For each line in the data below that has the word "instance", copy that line.
Excerpted records: Begin
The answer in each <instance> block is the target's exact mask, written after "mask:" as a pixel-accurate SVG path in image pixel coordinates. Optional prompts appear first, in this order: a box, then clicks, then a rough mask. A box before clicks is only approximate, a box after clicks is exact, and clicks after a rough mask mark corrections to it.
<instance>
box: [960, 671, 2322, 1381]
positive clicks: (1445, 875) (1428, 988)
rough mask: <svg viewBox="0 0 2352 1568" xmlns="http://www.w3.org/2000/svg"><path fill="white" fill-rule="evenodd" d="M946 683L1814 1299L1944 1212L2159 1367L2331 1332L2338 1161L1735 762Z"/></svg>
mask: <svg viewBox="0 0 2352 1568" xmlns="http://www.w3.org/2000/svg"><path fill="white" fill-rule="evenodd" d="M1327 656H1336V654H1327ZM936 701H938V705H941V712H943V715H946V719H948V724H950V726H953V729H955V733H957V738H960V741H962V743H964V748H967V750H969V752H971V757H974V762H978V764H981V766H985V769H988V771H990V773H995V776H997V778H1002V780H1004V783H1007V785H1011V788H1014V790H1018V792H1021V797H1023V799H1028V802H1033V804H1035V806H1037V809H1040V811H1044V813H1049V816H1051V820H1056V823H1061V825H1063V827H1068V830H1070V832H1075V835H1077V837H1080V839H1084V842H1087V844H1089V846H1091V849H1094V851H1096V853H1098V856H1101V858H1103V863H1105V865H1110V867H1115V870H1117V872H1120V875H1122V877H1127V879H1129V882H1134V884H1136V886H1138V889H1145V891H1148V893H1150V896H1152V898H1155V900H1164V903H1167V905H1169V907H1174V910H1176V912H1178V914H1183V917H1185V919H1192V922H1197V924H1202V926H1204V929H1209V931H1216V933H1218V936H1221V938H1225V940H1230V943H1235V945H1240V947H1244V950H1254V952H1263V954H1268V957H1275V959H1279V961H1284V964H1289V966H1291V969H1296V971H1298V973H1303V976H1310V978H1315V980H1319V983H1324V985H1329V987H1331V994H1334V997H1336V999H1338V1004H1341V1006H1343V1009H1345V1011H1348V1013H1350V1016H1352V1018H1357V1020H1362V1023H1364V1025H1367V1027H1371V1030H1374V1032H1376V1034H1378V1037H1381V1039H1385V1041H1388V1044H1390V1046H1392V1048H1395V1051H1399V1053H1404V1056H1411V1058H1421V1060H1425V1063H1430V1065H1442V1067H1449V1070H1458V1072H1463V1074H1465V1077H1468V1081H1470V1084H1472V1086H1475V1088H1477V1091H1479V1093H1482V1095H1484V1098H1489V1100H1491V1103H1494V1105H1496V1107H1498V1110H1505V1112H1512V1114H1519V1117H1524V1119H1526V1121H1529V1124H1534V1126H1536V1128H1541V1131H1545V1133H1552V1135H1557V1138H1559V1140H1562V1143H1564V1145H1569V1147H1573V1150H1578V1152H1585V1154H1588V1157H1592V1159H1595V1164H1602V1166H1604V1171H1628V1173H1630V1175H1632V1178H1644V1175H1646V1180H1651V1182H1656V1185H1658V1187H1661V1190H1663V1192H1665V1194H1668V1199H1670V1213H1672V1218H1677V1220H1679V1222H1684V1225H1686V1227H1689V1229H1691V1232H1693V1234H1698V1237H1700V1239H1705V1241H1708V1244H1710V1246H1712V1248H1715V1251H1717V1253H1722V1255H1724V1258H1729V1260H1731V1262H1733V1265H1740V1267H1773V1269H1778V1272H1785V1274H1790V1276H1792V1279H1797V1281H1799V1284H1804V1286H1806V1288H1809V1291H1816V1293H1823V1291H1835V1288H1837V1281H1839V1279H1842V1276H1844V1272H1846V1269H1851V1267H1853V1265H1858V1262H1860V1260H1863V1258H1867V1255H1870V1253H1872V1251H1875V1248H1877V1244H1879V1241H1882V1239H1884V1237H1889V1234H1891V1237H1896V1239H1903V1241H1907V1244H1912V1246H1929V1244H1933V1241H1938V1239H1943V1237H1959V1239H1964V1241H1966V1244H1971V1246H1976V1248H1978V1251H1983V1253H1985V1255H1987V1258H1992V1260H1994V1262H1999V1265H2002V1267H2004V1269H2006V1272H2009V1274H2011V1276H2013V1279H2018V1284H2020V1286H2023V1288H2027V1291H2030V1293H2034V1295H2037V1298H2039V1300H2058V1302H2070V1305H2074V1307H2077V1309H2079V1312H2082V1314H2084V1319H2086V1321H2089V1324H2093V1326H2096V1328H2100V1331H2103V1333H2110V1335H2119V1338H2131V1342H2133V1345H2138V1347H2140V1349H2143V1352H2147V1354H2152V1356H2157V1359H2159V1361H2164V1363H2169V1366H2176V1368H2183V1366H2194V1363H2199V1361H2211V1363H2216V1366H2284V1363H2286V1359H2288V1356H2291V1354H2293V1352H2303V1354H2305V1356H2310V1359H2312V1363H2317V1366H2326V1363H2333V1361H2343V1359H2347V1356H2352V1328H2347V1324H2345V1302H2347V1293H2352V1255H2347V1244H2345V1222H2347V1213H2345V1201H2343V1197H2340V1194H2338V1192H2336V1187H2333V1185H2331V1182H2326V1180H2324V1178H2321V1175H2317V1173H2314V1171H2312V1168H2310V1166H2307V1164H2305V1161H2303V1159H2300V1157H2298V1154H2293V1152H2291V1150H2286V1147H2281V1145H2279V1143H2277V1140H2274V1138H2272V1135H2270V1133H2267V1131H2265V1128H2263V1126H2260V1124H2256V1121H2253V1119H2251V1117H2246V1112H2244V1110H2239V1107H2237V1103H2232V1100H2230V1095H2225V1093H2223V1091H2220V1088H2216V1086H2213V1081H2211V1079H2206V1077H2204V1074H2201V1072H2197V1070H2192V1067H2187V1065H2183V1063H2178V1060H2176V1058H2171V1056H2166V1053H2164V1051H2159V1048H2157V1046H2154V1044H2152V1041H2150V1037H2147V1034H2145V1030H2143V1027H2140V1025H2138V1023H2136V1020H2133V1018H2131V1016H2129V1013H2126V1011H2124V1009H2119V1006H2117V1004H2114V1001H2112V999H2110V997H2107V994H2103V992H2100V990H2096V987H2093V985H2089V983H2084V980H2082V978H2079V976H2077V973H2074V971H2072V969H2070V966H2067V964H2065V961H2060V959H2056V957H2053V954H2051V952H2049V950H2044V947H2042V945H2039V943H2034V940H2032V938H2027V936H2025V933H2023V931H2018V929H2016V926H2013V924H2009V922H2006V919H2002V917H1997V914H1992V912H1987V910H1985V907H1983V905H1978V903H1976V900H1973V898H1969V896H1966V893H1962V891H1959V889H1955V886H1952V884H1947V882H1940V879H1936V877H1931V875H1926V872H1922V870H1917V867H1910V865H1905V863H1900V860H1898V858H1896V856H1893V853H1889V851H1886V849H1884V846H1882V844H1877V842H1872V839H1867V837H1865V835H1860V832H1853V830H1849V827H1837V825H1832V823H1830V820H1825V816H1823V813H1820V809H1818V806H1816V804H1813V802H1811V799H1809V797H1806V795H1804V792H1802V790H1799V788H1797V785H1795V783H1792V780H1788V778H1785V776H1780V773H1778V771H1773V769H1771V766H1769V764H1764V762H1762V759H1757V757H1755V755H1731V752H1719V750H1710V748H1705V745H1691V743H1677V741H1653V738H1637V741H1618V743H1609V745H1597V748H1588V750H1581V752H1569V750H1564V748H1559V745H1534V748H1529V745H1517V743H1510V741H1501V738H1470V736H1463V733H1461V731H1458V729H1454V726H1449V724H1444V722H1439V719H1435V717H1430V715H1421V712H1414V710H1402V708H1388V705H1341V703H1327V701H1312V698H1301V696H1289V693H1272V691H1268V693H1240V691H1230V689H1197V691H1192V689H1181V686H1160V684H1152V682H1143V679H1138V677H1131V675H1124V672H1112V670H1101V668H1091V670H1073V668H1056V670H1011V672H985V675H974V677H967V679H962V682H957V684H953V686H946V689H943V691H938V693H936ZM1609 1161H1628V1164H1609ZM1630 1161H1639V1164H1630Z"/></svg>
Excerpted records: End
Result for this task –
The answer in each <instance> block is the target's exact mask, written after "mask:" as a pixel-accurate SVG path in image pixel coordinates. Optional prompts appear first, in this order: a box, then clicks, then a rough mask. A box before clicks is only approximate, a box after clicks is exact, and clicks after a rough mask mark corrections to it.
<instance>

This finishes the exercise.